**STATED GOAL A:** Copy these lines of the listing word for word, beginning with the line that contains "of the gray" and continuing through the line that contains "Target: gray haired woman".

**ARTICLE:**
☆ ☆ ☆ ☆ ☆ ☆ ☆

US8818779B2ActiveUtilityA1
System and methods for real-time wellbore stability service
Est. expiryDec 21, 2029(~3.5 yrs left)· nominal 20-yr term from priority
E21B 44/00
91
PatentIndex Score
58
Cited by
32
References
21
Claims
Abstract
Apparatus and method of conducting a drilling operation are provided. One embodiment of the method includes drilling a borehole, predicting a value of a first parameter relating to the drilling of the borehole using a geomechanical model, estimating a value of a second parameter from measurements taken by a sensor, updating the geomechanical model based at least in part on the estimated value of the second parameter, predicting a second value of the first parameter using the updated geomechanical model, and altering a drilling parameter for drilling the borehole based on the predicted second value of the first parameter.
Claims
exact text as granted — not AI-modifiedThe invention claimed is:
1. A method of conducting a drilling operation, comprising:
drilling a borehole;
predicting a value of a first parameter relating to the drilling of the borehole using a Geomechanical Model;
estimating a value of a second parameter from measurements taken by a sensor; and
using a processor to control the drilling operation by:
updating the Geomechanical Model based at least in part on the estimated value of the second parameter,
predicting in real time a second value of the first parameter using the updated Geomechanical Model, and
altering a drilling parameter for drilling the borehole based on the predicted second value of the first parameter to reduce a tendency of a drill bit to drift in a direction of a minimum horizontal principal stress.
2. The method of claim 1 wherein the first parameter is a mud window.
3. The method of claim 1 wherein the second parameter is selected from a group consisting of a: (i) formation permeability, (ii) formation pore pressure, (iii) formation top, (iv) caliper image of the borehole, (v) resistivity image of the borehole, (vi) formation resistivity, (vii) formation acoustic response, and (viii) formation acoustic image.

☆ ☆ ☆ ☆ ☆ ☆ ☆

**EXERCISE INPUT:**
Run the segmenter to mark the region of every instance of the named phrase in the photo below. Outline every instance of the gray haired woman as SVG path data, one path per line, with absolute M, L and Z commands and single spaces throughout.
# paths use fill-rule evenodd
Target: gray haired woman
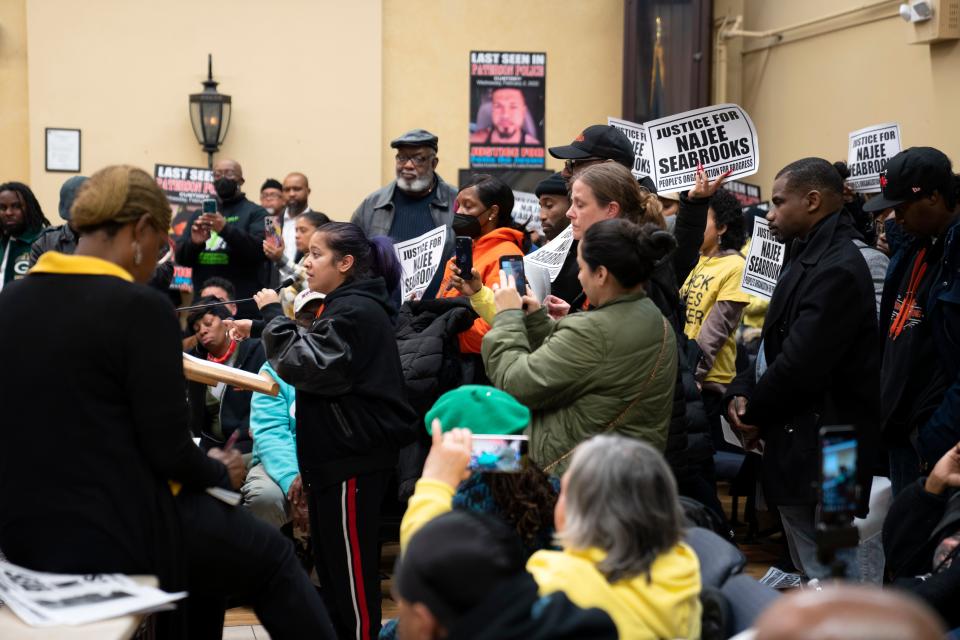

☆ ☆ ☆ ☆ ☆ ☆ ☆

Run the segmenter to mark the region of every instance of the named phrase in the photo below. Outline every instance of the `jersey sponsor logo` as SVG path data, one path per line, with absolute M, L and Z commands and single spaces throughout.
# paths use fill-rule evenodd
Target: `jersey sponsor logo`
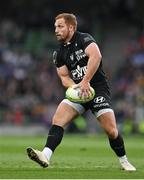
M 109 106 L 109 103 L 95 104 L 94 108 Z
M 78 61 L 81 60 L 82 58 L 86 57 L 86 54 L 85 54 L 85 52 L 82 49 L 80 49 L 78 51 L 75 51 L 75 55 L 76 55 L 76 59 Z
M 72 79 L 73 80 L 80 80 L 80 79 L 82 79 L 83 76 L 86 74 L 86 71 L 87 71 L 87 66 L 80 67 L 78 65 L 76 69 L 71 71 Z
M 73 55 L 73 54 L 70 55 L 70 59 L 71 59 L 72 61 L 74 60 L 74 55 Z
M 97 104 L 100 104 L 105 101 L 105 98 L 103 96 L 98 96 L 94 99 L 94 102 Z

☆ ☆ ☆ ☆ ☆ ☆ ☆

**STATED GOAL B:** List every option that claim 3 of the wellbore stability patent gives for the second parameter.

**RIGHT ANSWER A:**
Run the segmenter to mark the region of every instance of the named phrase in the photo below. Outline every instance of the gray haired woman as SVG path data, one path per line, with absolute M, L and Z commands and single spaces throughout.
# paths use fill-rule evenodd
Target: gray haired woman

**RIGHT ANSWER B:**
- formation permeability
- formation pore pressure
- formation top
- caliper image of the borehole
- resistivity image of the borehole
- formation resistivity
- formation acoustic response
- formation acoustic image